AnantLabs / tesseractdotnet

Automatically exported from code.google.com/p/tesseractdotnet
0 stars 0 forks source link

.net 3 Confidence is always 0 #19

Open GoogleCodeExporter opened 9 years ago

GoogleCodeExporter commented 9 years ago
What steps will reproduce the problem?

I am using the vs 3 .net wrapper.
When I run the function Recognize it ocrs the image fine and I can get
the string.
I need the confidence level of each character, but it is always 0.
What am I doing wrong?

        Dim image As New Bitmap("C:\MyImage.tif")
        Dim ocr As New TesseractProcessor

        ocr.Init(Nothing, "eng", False)
        Console.WriteLine(ocr.Recognize(image))

        ocr.InitForAnalysePage()
        ocr.SetVariable("tessedit_thresholding_method", "1")
        ocr.SetVariable("save_best_choices", "T")

        Dim doc As DocumentLayout = ocr.AnalyseLayout(image)
        For Each blk As OCR.TesseractWrapper.Block In doc.Blocks
            Console.WriteLine("Block Confidence: " & blk.Confidence)

            For Each para As Paragraph In blk.Paragraphs
                Console.WriteLine("para Confidence: " &
para.Confidence)

                For Each ln As TextLine In para.Lines
                    Console.WriteLine("ln Confidence: " &
ln.Confidence)

                    For Each wrd As Word In ln.Words
                        Console.WriteLine("wrd Confidence: " &
wrd.Confidence)
                        Console.WriteLine("wrd Text: " & wrd.Text)

                        For Each ch As Character In wrd.CharList
                            Console.WriteLine("V:" & ch.Value)
                            Console.WriteLine("C:" & ch.Confidence)
                        Next

                    Next

                Next
            Next
        Next

What is the expected output? What do you see instead?
The confidence is always zero.

What version of the product are you using? On what operating system?
tesseract engine 3.x .net wrapper v1.0 RC2

Please provide any additional information below.

Original issue reported on code.google.com by curtisjo...@gmail.com on 15 Mar 2012 at 2:19

GoogleCodeExporter commented 9 years ago
Dear curtisjohnston,

Sorry i cannot post all modifications, but I hope that some info below will be 
able to help you.

Bounding box annotation entries:
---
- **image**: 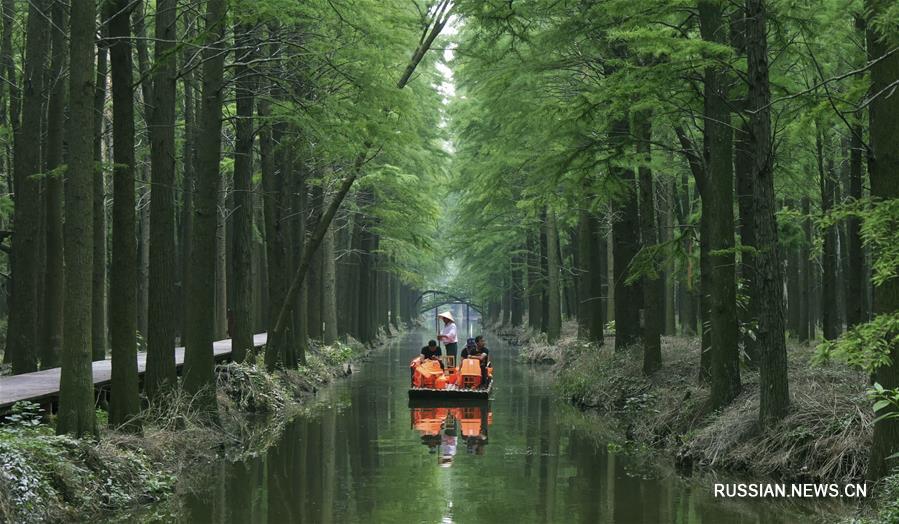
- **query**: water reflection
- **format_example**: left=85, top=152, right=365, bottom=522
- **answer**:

→ **Problem set**:
A - Pick out each line of the listing that contains the string "left".
B - Extend the thread about zero confidence values in the Tesseract .NET wrapper, starting after its final sentence.

→ **Answers to the tasks**:
A -
- **format_example**: left=85, top=152, right=365, bottom=522

B -
In AnalyseLayout function, it only collect bounding-rect of recongized 
layout-item.
If you really want to get confidence of recognized text, you can add-and-modify 
some lines code as belows:

- 1. after call recognize() step, get and store the result iterator pointer as 
in Recognize(...) method.
- 2. add more method CollectRecongnizedResults(ResultIteratorBase 
resultIterator) in RecognitionItem
- 3. use tesseract api directly

* in your case ResultIteratorBase is ResutltIterator (ref. to baseapi.h for 
GetIterator() method).
* all code (1)+(2) I have just make a wrapper on .net; so you have to port them 
back to c++, i think it's not problem to you.

(1)
public virtual String Recognize(Image image, ref DocumentLayout doc)
        {
            _collectResultDetails = true;
            try
            {
                // clear document
                if (doc == null)
                    doc = new DocumentLayout();
                else
                    doc.Blocks.Clear();

                String txt = Recognize(image); // 

                // collect details here
                if (_collectResultDetails && _resultIterator != null)
                    doc.CollectRecongnizedResults(_resultIterator);

                return txt;
            }
            catch
            {
                throw;
            }
            finally
            {
                _collectResultDetails = false;
                DisposeResultDetailCollector();
            }
        }

(2)
public virtual void CollectRecongnizedResults(ResultIteratorBase resultIterator)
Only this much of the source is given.